Reproduce verbatim the lines of the records below, starting at the line that contains "Where can the silver knife" and ending at the line that contains "<point>321,393</point>", with both of those lines included.

== SUPPLIED DATA ==

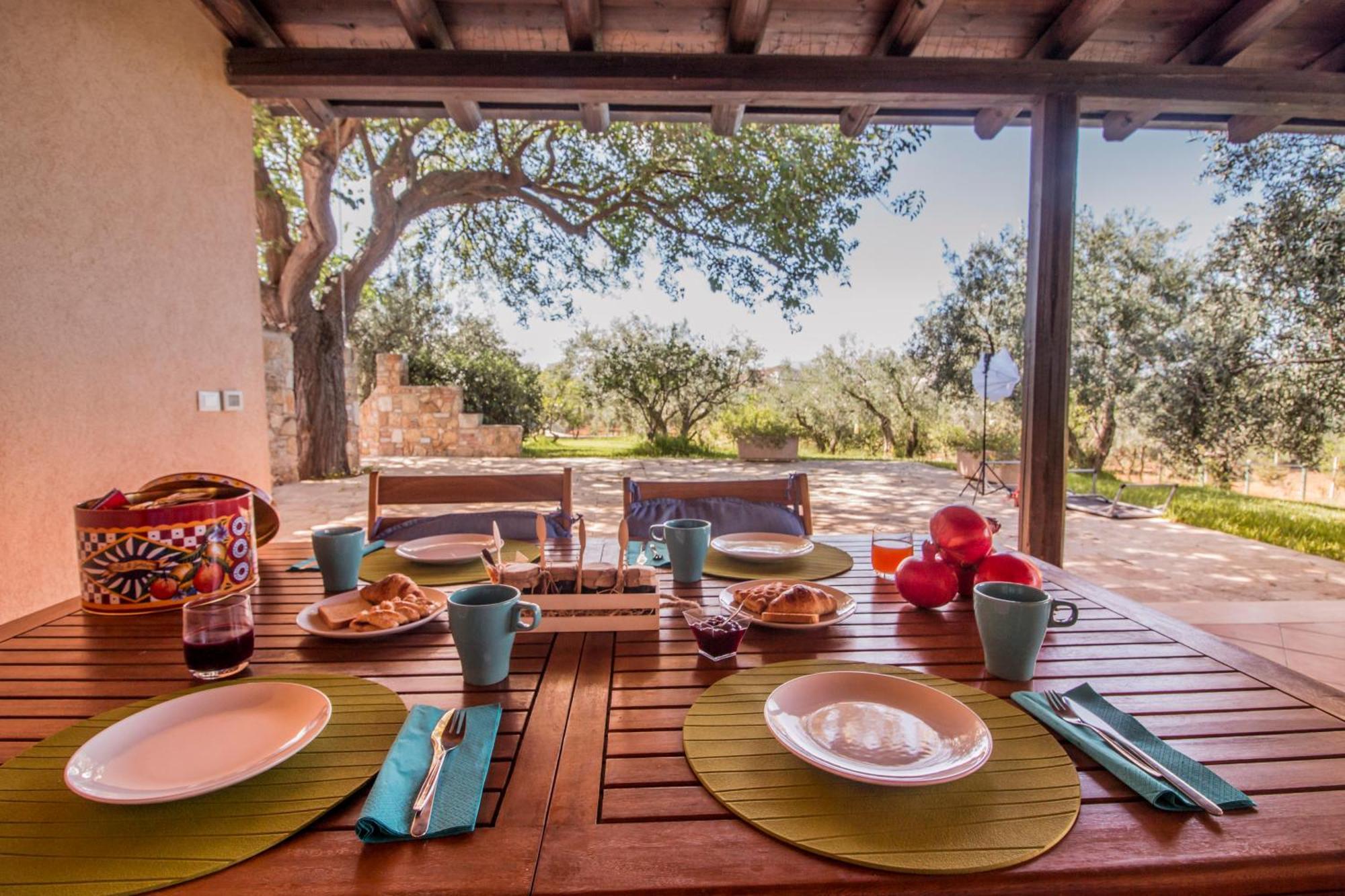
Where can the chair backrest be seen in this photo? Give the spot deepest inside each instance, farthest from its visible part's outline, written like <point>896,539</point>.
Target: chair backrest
<point>790,491</point>
<point>496,489</point>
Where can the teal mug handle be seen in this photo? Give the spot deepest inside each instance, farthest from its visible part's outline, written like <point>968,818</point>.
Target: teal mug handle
<point>1063,623</point>
<point>518,615</point>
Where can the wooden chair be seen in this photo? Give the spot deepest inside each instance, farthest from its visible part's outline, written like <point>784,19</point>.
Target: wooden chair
<point>767,490</point>
<point>500,489</point>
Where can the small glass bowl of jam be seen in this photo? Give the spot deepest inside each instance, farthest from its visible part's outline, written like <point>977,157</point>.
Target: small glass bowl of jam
<point>719,634</point>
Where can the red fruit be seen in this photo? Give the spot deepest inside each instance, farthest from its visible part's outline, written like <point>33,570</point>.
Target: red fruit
<point>209,577</point>
<point>927,581</point>
<point>962,534</point>
<point>163,588</point>
<point>1009,568</point>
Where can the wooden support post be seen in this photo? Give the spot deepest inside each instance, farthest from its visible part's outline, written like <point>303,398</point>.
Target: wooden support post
<point>1051,239</point>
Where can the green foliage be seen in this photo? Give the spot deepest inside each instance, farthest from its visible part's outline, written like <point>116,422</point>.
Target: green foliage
<point>406,315</point>
<point>758,423</point>
<point>669,378</point>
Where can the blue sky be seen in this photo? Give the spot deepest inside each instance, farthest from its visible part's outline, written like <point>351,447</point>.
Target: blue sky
<point>972,188</point>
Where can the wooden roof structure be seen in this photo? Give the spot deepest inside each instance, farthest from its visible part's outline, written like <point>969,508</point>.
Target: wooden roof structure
<point>1250,67</point>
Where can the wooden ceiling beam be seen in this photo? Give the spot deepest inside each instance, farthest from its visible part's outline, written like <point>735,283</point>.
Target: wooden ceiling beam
<point>583,26</point>
<point>906,29</point>
<point>1071,30</point>
<point>747,29</point>
<point>704,80</point>
<point>427,30</point>
<point>1238,29</point>
<point>247,28</point>
<point>1247,128</point>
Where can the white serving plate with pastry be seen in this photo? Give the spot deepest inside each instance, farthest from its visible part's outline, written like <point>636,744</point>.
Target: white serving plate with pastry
<point>198,743</point>
<point>762,546</point>
<point>878,728</point>
<point>446,551</point>
<point>311,618</point>
<point>845,603</point>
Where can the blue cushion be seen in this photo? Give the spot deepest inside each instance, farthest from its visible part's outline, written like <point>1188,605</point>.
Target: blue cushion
<point>727,516</point>
<point>517,525</point>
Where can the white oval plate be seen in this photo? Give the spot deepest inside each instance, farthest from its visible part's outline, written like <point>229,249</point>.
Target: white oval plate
<point>311,620</point>
<point>845,604</point>
<point>762,546</point>
<point>446,551</point>
<point>198,743</point>
<point>878,728</point>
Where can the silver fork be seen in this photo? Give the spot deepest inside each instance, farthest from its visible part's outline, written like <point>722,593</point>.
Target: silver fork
<point>1062,708</point>
<point>447,736</point>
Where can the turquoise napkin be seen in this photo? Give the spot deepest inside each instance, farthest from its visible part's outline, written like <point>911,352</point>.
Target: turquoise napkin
<point>313,561</point>
<point>1157,791</point>
<point>656,555</point>
<point>388,811</point>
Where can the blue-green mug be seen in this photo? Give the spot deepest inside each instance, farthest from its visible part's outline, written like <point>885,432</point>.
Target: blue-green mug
<point>688,542</point>
<point>484,620</point>
<point>1013,620</point>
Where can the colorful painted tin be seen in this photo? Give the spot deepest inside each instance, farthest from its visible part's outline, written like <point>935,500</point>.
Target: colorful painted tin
<point>134,561</point>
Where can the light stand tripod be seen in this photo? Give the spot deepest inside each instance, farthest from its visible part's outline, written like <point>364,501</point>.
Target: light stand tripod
<point>981,482</point>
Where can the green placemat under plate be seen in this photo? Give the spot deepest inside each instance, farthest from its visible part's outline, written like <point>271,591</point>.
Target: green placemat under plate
<point>1015,807</point>
<point>820,563</point>
<point>53,841</point>
<point>385,563</point>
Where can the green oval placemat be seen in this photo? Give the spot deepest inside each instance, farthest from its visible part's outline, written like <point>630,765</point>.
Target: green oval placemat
<point>385,563</point>
<point>57,842</point>
<point>1015,807</point>
<point>820,563</point>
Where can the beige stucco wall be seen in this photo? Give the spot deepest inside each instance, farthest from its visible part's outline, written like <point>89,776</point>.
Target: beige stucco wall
<point>127,270</point>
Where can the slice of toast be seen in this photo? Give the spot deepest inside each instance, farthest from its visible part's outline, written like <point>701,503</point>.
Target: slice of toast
<point>341,615</point>
<point>790,618</point>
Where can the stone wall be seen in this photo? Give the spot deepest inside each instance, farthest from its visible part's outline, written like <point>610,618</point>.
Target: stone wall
<point>399,420</point>
<point>279,360</point>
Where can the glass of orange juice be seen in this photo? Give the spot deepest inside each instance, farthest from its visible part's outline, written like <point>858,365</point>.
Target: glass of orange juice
<point>890,549</point>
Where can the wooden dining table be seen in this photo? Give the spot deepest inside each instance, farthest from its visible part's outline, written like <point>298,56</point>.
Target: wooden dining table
<point>588,790</point>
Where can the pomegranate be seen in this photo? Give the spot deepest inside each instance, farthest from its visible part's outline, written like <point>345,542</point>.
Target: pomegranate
<point>962,536</point>
<point>926,580</point>
<point>1009,568</point>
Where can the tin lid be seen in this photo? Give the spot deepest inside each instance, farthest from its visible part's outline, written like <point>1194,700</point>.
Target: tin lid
<point>264,509</point>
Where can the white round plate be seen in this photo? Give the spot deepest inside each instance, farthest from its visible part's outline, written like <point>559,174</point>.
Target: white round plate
<point>762,546</point>
<point>198,743</point>
<point>878,728</point>
<point>845,604</point>
<point>311,620</point>
<point>445,551</point>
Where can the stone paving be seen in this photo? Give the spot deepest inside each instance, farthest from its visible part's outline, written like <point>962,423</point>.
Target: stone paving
<point>1272,600</point>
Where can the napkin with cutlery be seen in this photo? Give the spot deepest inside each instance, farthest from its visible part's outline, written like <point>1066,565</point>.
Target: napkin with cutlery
<point>656,553</point>
<point>1155,790</point>
<point>388,811</point>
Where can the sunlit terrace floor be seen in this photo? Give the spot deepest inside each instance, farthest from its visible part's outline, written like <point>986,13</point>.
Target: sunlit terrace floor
<point>1276,602</point>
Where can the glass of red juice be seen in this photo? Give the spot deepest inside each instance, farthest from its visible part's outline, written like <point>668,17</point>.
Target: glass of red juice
<point>217,635</point>
<point>718,634</point>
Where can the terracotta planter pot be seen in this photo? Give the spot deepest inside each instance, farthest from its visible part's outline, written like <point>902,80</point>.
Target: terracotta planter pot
<point>787,450</point>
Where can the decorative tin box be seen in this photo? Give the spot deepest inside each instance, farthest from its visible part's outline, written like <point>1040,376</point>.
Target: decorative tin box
<point>158,559</point>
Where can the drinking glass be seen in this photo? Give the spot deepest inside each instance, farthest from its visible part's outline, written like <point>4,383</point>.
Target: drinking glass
<point>217,635</point>
<point>887,551</point>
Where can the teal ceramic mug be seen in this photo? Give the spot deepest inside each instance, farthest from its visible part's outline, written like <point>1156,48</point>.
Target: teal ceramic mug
<point>1013,620</point>
<point>484,620</point>
<point>688,542</point>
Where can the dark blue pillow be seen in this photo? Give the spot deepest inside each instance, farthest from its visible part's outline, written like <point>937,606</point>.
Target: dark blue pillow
<point>727,516</point>
<point>517,525</point>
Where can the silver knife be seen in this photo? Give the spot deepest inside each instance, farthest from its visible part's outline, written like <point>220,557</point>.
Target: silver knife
<point>1174,778</point>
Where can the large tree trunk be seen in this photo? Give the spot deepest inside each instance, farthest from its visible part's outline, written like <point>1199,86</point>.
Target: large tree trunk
<point>321,393</point>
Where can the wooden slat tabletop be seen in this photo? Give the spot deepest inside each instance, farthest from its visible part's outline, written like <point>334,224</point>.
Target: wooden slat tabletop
<point>588,790</point>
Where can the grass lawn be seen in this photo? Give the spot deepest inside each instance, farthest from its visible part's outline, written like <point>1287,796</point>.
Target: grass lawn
<point>1312,529</point>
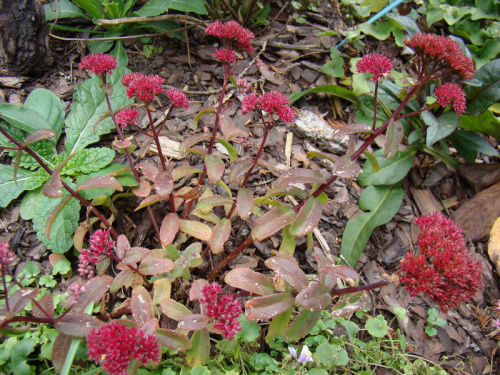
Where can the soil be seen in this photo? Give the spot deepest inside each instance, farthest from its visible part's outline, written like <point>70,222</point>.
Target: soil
<point>293,55</point>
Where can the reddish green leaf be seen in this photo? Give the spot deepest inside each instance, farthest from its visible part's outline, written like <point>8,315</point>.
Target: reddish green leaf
<point>38,135</point>
<point>77,324</point>
<point>96,288</point>
<point>21,298</point>
<point>173,309</point>
<point>301,325</point>
<point>287,268</point>
<point>200,351</point>
<point>155,264</point>
<point>308,218</point>
<point>272,222</point>
<point>314,297</point>
<point>299,175</point>
<point>193,322</point>
<point>244,202</point>
<point>173,340</point>
<point>247,279</point>
<point>141,305</point>
<point>264,308</point>
<point>279,324</point>
<point>196,229</point>
<point>47,304</point>
<point>164,183</point>
<point>220,235</point>
<point>215,168</point>
<point>169,227</point>
<point>98,182</point>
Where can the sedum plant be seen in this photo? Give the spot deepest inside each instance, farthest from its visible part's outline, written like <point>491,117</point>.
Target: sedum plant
<point>174,296</point>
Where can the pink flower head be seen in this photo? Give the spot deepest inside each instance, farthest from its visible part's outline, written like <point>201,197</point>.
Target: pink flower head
<point>115,344</point>
<point>442,53</point>
<point>232,31</point>
<point>127,116</point>
<point>451,94</point>
<point>99,63</point>
<point>100,245</point>
<point>224,310</point>
<point>444,269</point>
<point>178,98</point>
<point>144,88</point>
<point>376,64</point>
<point>6,256</point>
<point>225,55</point>
<point>273,102</point>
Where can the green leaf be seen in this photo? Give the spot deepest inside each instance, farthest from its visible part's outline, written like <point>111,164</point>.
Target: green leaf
<point>382,203</point>
<point>63,227</point>
<point>391,170</point>
<point>468,144</point>
<point>154,8</point>
<point>62,9</point>
<point>23,117</point>
<point>377,327</point>
<point>89,160</point>
<point>328,89</point>
<point>9,188</point>
<point>88,107</point>
<point>486,123</point>
<point>195,6</point>
<point>479,99</point>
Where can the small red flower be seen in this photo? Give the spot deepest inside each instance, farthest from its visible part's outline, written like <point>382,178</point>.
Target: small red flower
<point>100,245</point>
<point>144,88</point>
<point>224,309</point>
<point>232,30</point>
<point>441,53</point>
<point>225,55</point>
<point>376,64</point>
<point>451,94</point>
<point>178,98</point>
<point>444,269</point>
<point>115,344</point>
<point>127,116</point>
<point>98,63</point>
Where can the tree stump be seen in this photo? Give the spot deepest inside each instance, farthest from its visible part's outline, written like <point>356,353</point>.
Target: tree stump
<point>23,47</point>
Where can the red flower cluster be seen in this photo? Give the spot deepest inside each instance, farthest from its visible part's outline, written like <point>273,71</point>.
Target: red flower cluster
<point>376,64</point>
<point>6,256</point>
<point>444,269</point>
<point>442,52</point>
<point>271,102</point>
<point>99,63</point>
<point>144,88</point>
<point>232,30</point>
<point>224,309</point>
<point>451,94</point>
<point>99,245</point>
<point>127,116</point>
<point>178,98</point>
<point>225,55</point>
<point>115,344</point>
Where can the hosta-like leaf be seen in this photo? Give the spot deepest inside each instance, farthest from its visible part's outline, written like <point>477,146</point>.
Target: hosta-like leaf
<point>301,325</point>
<point>247,279</point>
<point>307,219</point>
<point>220,235</point>
<point>264,308</point>
<point>196,229</point>
<point>288,269</point>
<point>299,175</point>
<point>169,227</point>
<point>272,222</point>
<point>89,106</point>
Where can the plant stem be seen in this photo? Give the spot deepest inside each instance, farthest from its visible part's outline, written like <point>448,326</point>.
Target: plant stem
<point>65,185</point>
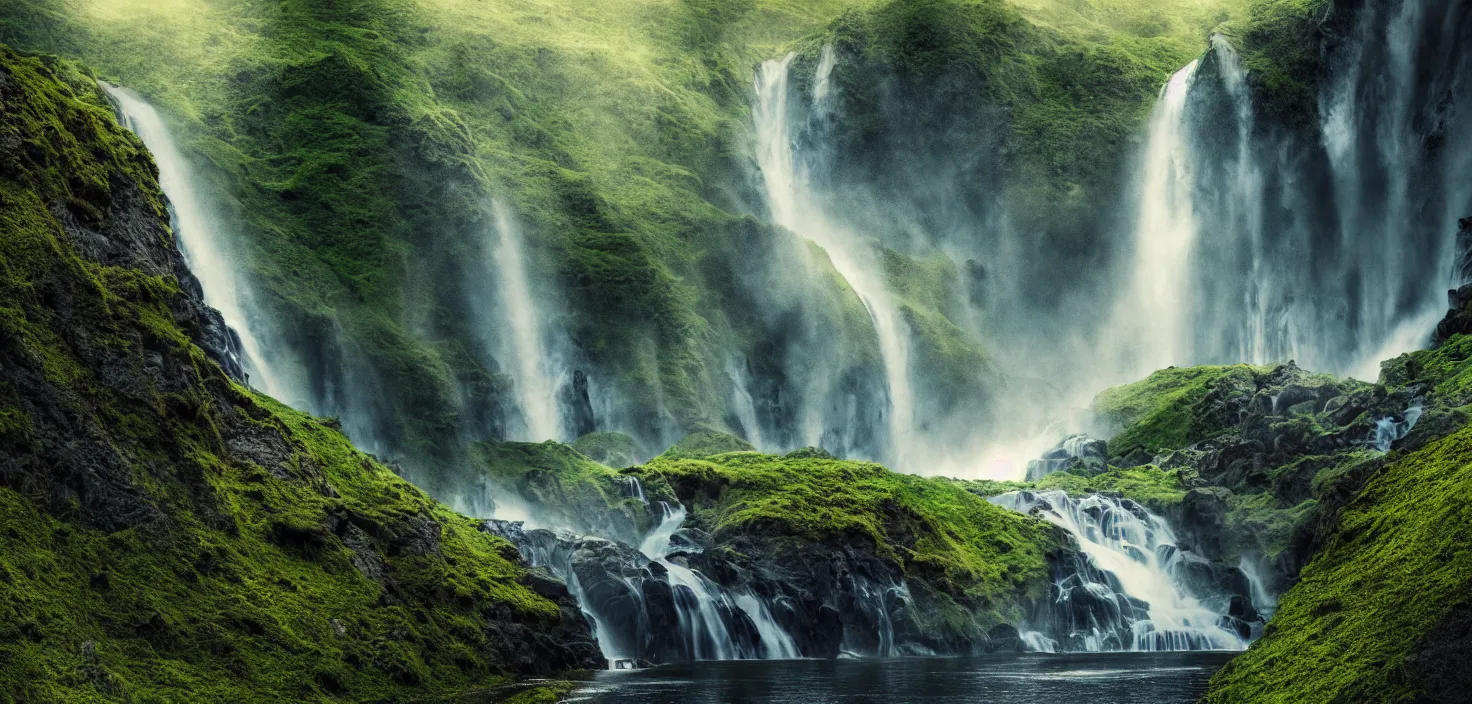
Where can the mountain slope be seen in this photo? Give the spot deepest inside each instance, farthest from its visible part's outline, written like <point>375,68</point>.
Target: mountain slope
<point>171,535</point>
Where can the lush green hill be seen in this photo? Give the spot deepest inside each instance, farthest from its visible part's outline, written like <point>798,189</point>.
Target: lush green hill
<point>171,535</point>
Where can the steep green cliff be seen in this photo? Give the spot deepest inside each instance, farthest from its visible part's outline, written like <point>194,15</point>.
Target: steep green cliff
<point>171,535</point>
<point>1381,610</point>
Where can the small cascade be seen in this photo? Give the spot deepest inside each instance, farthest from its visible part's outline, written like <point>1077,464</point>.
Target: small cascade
<point>704,607</point>
<point>875,604</point>
<point>795,208</point>
<point>1263,600</point>
<point>1391,429</point>
<point>1123,588</point>
<point>744,404</point>
<point>536,389</point>
<point>1075,449</point>
<point>197,236</point>
<point>649,604</point>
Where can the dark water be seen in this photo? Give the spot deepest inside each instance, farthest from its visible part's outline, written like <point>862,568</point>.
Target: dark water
<point>998,679</point>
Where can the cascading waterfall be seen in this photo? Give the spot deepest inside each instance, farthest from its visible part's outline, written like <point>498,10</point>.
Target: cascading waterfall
<point>1334,251</point>
<point>702,604</point>
<point>536,389</point>
<point>1151,315</point>
<point>199,239</point>
<point>744,405</point>
<point>648,603</point>
<point>1123,592</point>
<point>1391,429</point>
<point>795,208</point>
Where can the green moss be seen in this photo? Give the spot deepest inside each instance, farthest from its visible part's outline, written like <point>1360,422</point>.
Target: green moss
<point>705,444</point>
<point>613,449</point>
<point>1443,371</point>
<point>1279,43</point>
<point>1396,567</point>
<point>1156,414</point>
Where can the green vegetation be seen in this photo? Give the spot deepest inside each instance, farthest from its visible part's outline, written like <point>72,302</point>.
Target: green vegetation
<point>705,444</point>
<point>564,488</point>
<point>614,449</point>
<point>1372,600</point>
<point>170,535</point>
<point>1156,414</point>
<point>942,535</point>
<point>356,146</point>
<point>1281,52</point>
<point>1157,489</point>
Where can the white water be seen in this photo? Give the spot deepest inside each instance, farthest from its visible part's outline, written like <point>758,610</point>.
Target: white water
<point>1141,555</point>
<point>744,404</point>
<point>795,208</point>
<point>1388,430</point>
<point>1150,321</point>
<point>701,620</point>
<point>197,234</point>
<point>536,391</point>
<point>1263,600</point>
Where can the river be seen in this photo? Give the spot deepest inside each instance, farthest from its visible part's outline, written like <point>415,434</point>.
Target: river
<point>1138,678</point>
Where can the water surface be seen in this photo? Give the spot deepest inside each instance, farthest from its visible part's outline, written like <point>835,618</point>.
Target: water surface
<point>1138,678</point>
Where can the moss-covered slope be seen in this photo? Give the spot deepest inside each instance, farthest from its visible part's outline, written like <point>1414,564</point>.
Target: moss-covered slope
<point>814,536</point>
<point>170,535</point>
<point>1382,611</point>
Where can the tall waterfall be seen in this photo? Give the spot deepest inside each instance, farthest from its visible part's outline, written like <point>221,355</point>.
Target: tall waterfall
<point>1151,317</point>
<point>197,234</point>
<point>1334,249</point>
<point>536,389</point>
<point>1126,589</point>
<point>795,208</point>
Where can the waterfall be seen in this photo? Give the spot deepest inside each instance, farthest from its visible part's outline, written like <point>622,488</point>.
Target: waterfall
<point>199,239</point>
<point>1263,600</point>
<point>1123,591</point>
<point>1391,429</point>
<point>648,603</point>
<point>536,391</point>
<point>1151,317</point>
<point>795,208</point>
<point>1334,243</point>
<point>702,606</point>
<point>744,405</point>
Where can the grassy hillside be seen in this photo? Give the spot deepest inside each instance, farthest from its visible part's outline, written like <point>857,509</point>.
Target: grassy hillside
<point>171,535</point>
<point>1381,611</point>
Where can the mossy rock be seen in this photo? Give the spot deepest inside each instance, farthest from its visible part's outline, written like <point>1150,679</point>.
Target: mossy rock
<point>172,535</point>
<point>705,444</point>
<point>613,449</point>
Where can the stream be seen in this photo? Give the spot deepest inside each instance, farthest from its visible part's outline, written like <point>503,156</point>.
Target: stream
<point>1097,678</point>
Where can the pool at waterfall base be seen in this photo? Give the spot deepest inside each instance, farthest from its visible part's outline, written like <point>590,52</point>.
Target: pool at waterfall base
<point>1094,678</point>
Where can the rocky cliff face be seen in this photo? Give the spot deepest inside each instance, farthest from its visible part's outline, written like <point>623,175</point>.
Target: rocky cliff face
<point>168,530</point>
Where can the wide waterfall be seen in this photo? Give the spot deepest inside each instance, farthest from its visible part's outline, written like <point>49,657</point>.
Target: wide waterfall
<point>536,388</point>
<point>199,239</point>
<point>797,208</point>
<point>1334,249</point>
<point>1125,589</point>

===

**FINISHED ANSWER:**
Where can the silver knife be seen in this photo? Give the spot deepest inside each instance, farthest from its visible part's outline, written like <point>220,557</point>.
Target: silver knife
<point>1174,778</point>
Where can the large tree trunk be seen in this photo? Give the spot deepest inside each instance, farthest from its visible part's outline, written like <point>1199,86</point>.
Target: large tree trunk
<point>321,393</point>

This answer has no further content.